Set task: Gather every line of the material below that contains the string "background", matching case exactly.

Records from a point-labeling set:

§ §

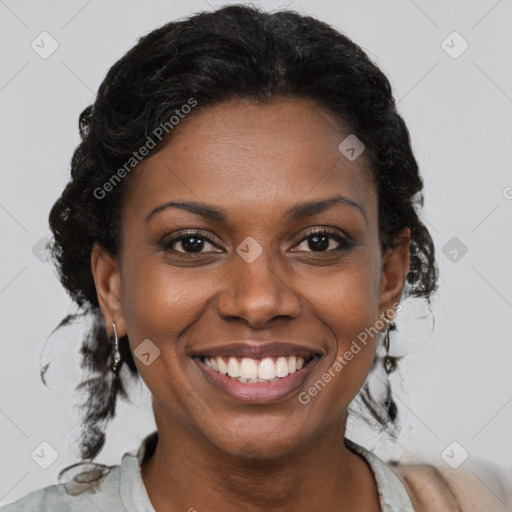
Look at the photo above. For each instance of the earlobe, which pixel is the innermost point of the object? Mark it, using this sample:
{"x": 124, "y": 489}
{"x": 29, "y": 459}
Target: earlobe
{"x": 107, "y": 279}
{"x": 395, "y": 267}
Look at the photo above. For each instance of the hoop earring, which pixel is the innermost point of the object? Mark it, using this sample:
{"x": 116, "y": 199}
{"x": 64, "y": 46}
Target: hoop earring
{"x": 389, "y": 367}
{"x": 116, "y": 358}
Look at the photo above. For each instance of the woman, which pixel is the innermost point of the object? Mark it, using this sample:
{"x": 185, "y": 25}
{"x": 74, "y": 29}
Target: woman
{"x": 241, "y": 222}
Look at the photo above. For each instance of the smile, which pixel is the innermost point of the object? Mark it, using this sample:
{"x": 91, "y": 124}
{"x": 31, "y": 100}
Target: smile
{"x": 268, "y": 369}
{"x": 264, "y": 380}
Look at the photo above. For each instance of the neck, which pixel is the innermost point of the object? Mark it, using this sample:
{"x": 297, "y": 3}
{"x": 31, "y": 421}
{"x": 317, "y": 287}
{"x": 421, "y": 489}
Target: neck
{"x": 187, "y": 472}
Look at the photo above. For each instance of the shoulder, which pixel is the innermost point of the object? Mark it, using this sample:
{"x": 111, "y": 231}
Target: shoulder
{"x": 88, "y": 490}
{"x": 475, "y": 487}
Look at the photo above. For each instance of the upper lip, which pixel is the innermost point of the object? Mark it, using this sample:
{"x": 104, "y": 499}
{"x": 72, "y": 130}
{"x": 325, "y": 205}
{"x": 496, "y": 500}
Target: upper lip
{"x": 257, "y": 350}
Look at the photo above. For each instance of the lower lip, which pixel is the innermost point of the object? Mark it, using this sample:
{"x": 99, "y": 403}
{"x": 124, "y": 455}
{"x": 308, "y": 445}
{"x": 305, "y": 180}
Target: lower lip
{"x": 258, "y": 392}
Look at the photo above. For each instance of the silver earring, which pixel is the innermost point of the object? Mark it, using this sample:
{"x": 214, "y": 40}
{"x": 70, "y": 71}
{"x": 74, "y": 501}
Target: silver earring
{"x": 389, "y": 366}
{"x": 116, "y": 358}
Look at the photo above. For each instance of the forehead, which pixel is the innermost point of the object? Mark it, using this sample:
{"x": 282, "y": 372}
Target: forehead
{"x": 252, "y": 158}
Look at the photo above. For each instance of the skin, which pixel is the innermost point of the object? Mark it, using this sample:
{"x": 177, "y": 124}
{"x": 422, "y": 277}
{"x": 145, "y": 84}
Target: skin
{"x": 255, "y": 162}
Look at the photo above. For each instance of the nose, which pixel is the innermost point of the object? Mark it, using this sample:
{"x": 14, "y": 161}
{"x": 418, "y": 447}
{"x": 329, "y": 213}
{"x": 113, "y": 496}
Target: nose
{"x": 257, "y": 292}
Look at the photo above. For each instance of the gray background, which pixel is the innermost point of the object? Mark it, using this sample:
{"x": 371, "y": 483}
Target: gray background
{"x": 456, "y": 381}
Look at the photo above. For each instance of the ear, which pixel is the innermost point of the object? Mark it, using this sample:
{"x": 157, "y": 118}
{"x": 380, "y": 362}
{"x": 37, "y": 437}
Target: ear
{"x": 107, "y": 279}
{"x": 395, "y": 267}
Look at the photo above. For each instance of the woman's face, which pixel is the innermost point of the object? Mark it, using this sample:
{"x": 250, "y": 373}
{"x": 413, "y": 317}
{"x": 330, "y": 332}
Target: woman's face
{"x": 251, "y": 274}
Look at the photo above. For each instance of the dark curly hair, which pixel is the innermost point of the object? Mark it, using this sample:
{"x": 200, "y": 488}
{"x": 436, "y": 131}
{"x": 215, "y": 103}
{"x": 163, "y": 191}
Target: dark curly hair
{"x": 235, "y": 52}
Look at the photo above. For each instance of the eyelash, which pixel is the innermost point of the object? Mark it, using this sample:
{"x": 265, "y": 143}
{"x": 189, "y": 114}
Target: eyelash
{"x": 345, "y": 244}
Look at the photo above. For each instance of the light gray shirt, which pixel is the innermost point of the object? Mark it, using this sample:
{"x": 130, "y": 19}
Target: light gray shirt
{"x": 121, "y": 488}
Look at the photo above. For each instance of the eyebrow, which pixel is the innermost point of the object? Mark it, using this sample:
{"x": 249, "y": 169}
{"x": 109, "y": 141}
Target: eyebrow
{"x": 297, "y": 212}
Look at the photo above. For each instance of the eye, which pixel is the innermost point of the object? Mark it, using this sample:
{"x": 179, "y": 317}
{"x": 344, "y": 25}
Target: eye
{"x": 321, "y": 240}
{"x": 191, "y": 242}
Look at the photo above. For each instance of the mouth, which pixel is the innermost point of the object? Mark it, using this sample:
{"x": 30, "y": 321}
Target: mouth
{"x": 257, "y": 380}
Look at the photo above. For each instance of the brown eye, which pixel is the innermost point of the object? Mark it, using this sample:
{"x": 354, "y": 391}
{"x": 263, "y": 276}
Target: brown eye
{"x": 189, "y": 243}
{"x": 322, "y": 240}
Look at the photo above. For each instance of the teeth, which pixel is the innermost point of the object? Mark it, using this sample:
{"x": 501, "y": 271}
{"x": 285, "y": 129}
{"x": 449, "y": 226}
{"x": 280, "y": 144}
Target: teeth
{"x": 223, "y": 367}
{"x": 250, "y": 370}
{"x": 233, "y": 367}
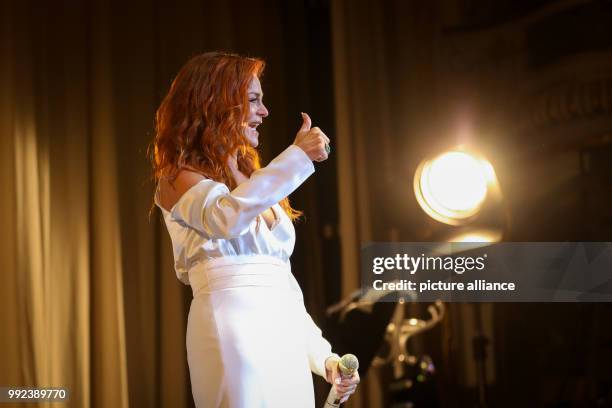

§ §

Complete output:
Look at the photo above. For each instance of the gray background, which pixel is the innermost point of the object? Mark it, using this sample:
Target: gray background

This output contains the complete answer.